The proper standard for comparator evidence in cases alleging intentional discrimination is “similarly situated in all material aspects,” the U.S. Court of Appeals for the Eleventh Circuit has clarified in an en banc ruling. Lewis v. City of Union City, Ga., No. 15-11362, 2019 U.S. App. LEXIS 8450 (11th Cir. Mar. 21, 2019).
The Eleventh Circuit (1) reiterated that a plaintiff who relies on indirect evidence to prove intentional discrimination must show that “similarly situated” employees received preferential treatment as part of her prima facie case, and (2) explained that “similarly situated” means “similarly situated in all material aspects.” This definition of “similarly situated” is similar to that used in the Second, Sixth, and Eighth Circuits, and supersedes the various previous standards applied by the Eleventh Circuit.
The Eleventh Circuit has jurisdiction over Alabama, Florida, and Georgia.
Jacqueline Lewis, an African-American with a documented heart-condition, was a detective with the Union City Police Department. In 2010, the Police Department announced a new policy requiring all officers to carry Tasers and that officers receive a five-second Taser shock. The Police Department also scheduled Lewis for pepper spray training.
Concerned about her heart health, Lewis submitted a note from her doctor that stated it was not safe to use a Taser or pepper spray on or near Lewis. Based on this note, the Police Chief deemed Lewis unable to perform the essential functions of her job and placed her on unpaid administrative leave until she could receive medical clearance.

▶ [Supplied entries]:
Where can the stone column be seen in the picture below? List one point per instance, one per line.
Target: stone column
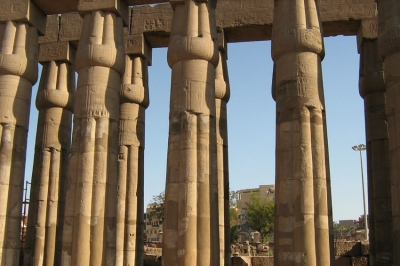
(389, 48)
(302, 222)
(134, 101)
(222, 94)
(91, 208)
(191, 194)
(19, 24)
(53, 139)
(372, 89)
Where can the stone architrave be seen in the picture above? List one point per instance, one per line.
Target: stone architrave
(222, 94)
(372, 89)
(18, 72)
(91, 208)
(302, 204)
(134, 101)
(191, 194)
(389, 48)
(53, 139)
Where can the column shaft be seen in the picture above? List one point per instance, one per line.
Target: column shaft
(134, 101)
(302, 203)
(222, 93)
(389, 48)
(47, 200)
(191, 195)
(18, 72)
(91, 208)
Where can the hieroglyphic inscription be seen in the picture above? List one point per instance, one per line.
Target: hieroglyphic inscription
(137, 45)
(60, 51)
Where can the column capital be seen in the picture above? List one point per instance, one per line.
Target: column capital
(137, 45)
(23, 11)
(120, 7)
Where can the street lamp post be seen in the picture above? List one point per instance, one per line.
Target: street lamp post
(360, 148)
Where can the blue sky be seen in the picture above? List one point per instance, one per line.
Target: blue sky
(251, 121)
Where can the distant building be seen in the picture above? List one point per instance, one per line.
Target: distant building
(152, 226)
(266, 193)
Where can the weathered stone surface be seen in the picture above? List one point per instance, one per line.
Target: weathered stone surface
(52, 29)
(57, 51)
(302, 231)
(70, 28)
(137, 45)
(251, 20)
(119, 7)
(241, 261)
(348, 248)
(262, 261)
(343, 261)
(359, 261)
(23, 11)
(53, 139)
(18, 72)
(191, 194)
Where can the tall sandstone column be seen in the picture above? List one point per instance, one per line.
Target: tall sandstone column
(134, 101)
(18, 72)
(389, 48)
(191, 195)
(302, 222)
(222, 94)
(53, 139)
(91, 209)
(372, 89)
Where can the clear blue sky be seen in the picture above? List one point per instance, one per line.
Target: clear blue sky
(251, 121)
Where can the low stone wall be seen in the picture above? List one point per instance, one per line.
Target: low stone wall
(348, 253)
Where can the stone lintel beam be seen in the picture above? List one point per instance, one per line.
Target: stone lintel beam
(251, 20)
(52, 29)
(120, 7)
(368, 30)
(222, 43)
(70, 28)
(23, 11)
(137, 45)
(58, 51)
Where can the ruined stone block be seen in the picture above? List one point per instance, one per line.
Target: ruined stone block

▶ [Exercise goal]: Carry on the passage about the Lewis v. City of Union City ruling, picking up after its final sentence. None of the entries have any bearing on what comes next.

▶ [Response to this task]:
Lewis exhausted her accrued leave, did not complete the necessary Family and Medical Leave Act paperwork, and was fired for taking unapproved leave. Lewis then sued the City and the Police Chief for race, gender, and disability discrimination.
In response to the City’s motion for summary judgment, Lewis presented indirect evidence of discrimination under the McDonnell Douglas burden-shifting method. She identified two white male detectives who failed physical fitness tests, but received more time to correct their failures. Lewis argued that the men were “similarly situated” to her, but were treated more favorably because of their race, gender, or disability status.
The U.S. District Court for the Northern District of Georgia rejected this comparison and held that the proffered comparators did not qualify as “similarly situated” under the “nearly identical” or the “same or similar” definitions previously articulated by the Eleventh Circuit.
On appeal, a three-judge panel of the Eleventh Circuit reversed, in part, and held that the two men were valid comparators. The Eleventh Circuit vacated the panel’s decision and took the case to clarify the proper comparator standard in cases alleging intentional discrimination.
The Eleventh Circuit first determined where in the McDonnell Douglas analysis courts should consider the comparator question. Under McDonnell Douglas, the plaintiff must present a prima facie case of intentional discrimination. If the defendant responds with a legitimate business explanation for taking the action in question, the burden then shifts to the plaintiff to demonstrate that the defendant’s explanation is mere pretext. In this case, the Eleventh Circuit rejected the plaintiff’s attempt to move the comparator analysis out of the prima facie stage and into the pretext analysis. It held that a “meaningful comparator analysis must remain part of the prima facie case.”
Next, the Eleventh Circuit considered what the phrase “similarly situated” requires a plaintiff to show. The Court rejected the two standards used previously in the circuit. It found that (1) “nearly identical” was too strict, and (2) “same or similar” was too strict and too lenient, and therefore incoherent. Instead, the Court held that a plaintiff proceeding under McDonnell Douglas “must show that she and her comparators are ‘similarly situated in all material respects.’”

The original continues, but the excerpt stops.